Location identification entries
- - -

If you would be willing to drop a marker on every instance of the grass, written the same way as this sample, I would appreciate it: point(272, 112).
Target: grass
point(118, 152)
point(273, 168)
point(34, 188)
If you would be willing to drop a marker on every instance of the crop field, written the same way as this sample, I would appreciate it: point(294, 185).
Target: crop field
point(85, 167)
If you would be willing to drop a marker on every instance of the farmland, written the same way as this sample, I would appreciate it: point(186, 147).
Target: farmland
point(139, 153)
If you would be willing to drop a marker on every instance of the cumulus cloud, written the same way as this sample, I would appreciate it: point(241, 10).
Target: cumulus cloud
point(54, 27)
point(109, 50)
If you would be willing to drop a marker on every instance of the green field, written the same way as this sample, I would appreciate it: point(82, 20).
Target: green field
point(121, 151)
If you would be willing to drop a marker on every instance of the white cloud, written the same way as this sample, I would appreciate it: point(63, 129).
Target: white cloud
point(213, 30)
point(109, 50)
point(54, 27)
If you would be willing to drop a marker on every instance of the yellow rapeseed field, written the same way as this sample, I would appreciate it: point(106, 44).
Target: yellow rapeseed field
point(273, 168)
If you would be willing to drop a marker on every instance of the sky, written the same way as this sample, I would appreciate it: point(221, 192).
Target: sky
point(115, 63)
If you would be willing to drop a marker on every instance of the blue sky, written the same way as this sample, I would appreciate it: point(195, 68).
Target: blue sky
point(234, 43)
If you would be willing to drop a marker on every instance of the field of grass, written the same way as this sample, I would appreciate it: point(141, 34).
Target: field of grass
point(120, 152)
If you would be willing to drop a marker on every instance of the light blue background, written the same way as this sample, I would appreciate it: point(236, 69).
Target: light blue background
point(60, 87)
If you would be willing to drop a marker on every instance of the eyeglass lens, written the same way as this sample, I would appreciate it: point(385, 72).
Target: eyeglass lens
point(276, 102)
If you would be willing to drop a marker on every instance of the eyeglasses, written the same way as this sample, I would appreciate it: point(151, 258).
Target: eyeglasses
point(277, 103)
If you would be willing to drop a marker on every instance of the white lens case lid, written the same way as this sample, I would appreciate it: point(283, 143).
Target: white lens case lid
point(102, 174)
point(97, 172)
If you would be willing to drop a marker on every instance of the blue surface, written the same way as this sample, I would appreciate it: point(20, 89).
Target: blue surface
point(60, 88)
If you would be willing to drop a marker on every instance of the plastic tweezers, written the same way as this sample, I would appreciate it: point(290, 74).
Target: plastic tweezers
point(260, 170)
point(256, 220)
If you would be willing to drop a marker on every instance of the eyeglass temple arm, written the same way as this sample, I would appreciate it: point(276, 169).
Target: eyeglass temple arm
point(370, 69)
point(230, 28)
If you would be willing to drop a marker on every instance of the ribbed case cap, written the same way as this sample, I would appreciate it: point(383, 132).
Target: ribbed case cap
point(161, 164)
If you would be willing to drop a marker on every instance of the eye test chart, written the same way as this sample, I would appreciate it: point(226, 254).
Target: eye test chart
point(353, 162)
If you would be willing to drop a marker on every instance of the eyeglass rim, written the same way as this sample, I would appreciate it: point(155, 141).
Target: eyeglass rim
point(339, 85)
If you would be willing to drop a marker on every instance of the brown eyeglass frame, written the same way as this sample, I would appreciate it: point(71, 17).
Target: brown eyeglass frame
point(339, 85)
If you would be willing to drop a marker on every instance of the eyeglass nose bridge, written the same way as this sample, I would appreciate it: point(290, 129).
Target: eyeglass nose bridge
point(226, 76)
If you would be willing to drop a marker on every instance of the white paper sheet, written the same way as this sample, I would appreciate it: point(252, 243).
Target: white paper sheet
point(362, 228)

- - -

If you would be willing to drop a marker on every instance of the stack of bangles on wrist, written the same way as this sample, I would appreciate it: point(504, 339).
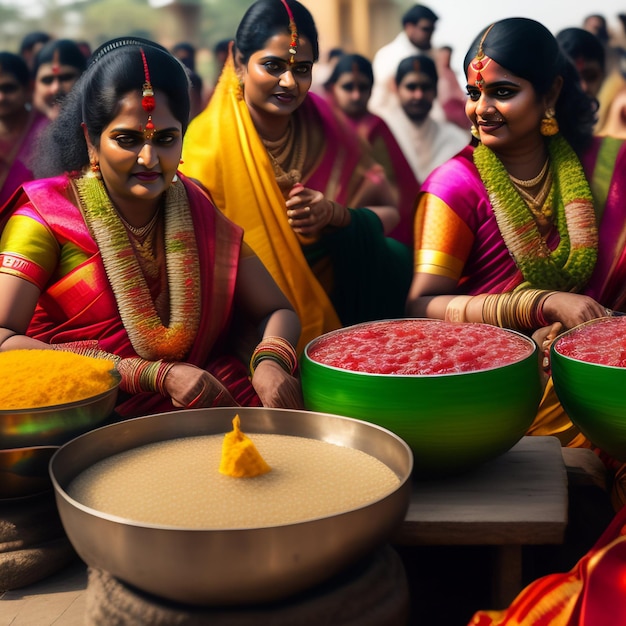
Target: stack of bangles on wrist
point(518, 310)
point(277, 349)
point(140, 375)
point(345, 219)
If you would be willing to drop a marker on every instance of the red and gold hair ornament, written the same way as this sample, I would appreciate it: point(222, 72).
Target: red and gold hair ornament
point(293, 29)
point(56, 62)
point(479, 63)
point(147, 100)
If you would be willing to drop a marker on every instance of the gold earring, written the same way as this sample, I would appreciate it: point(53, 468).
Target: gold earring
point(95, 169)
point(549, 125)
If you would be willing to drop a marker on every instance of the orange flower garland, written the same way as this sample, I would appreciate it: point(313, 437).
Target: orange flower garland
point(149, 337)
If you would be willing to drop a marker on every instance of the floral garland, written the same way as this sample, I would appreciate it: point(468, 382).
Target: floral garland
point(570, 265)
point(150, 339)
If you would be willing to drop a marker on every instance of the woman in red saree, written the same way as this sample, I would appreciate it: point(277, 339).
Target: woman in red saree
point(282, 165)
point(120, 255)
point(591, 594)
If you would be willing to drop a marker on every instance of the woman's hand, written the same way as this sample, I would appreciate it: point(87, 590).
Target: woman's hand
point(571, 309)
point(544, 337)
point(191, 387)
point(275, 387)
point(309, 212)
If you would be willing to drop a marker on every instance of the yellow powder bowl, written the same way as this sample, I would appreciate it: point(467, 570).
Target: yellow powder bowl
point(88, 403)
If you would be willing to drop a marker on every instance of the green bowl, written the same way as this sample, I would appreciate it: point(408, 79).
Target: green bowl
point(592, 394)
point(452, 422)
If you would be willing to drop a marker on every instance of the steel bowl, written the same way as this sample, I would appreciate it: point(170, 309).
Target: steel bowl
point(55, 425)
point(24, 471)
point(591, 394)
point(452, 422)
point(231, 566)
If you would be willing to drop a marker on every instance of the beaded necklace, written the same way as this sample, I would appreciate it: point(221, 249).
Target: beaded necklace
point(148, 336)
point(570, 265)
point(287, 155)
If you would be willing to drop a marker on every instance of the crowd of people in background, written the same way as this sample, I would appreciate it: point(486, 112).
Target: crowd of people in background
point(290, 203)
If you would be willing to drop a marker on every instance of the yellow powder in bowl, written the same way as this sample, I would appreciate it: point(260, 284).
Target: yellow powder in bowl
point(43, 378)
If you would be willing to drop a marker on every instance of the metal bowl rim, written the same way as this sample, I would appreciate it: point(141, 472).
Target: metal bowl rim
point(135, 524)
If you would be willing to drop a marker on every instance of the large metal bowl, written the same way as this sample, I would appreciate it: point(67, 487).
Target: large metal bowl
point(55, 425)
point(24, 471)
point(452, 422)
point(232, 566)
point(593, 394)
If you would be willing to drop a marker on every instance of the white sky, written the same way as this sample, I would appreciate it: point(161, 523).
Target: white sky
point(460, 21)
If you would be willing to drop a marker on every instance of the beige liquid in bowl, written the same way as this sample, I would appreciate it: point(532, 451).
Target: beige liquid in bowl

- - -

● **EXERCISE AIM**:
Put the rows in the part that opens with the line containing "it: point(155, 141)." and closes with the line containing "point(226, 76)" into a two-column CSV headed text and answer, with one line per row. Quote each field and replace any line breaks inside it with spaces.

● **RESULT FOR THIS EXERCISE**:
text,answer
"If you would be willing to drop a marker on every instance of the eyeglass rim, written the same way as this sample, I would appreciate it: point(155, 141). Target: eyeglass rim","point(339, 85)"
"If you would be willing to drop a marker on every instance of the brown eyeglass frame, written the same way as this sample, I would appreciate it: point(71, 17). Target: brown eyeglass frame","point(339, 85)"
"If you would be willing to drop a marker on every instance of the eyeglass nose bridge, written the same way as this sample, I would appreciate it: point(290, 129). Target: eyeglass nose bridge","point(226, 76)"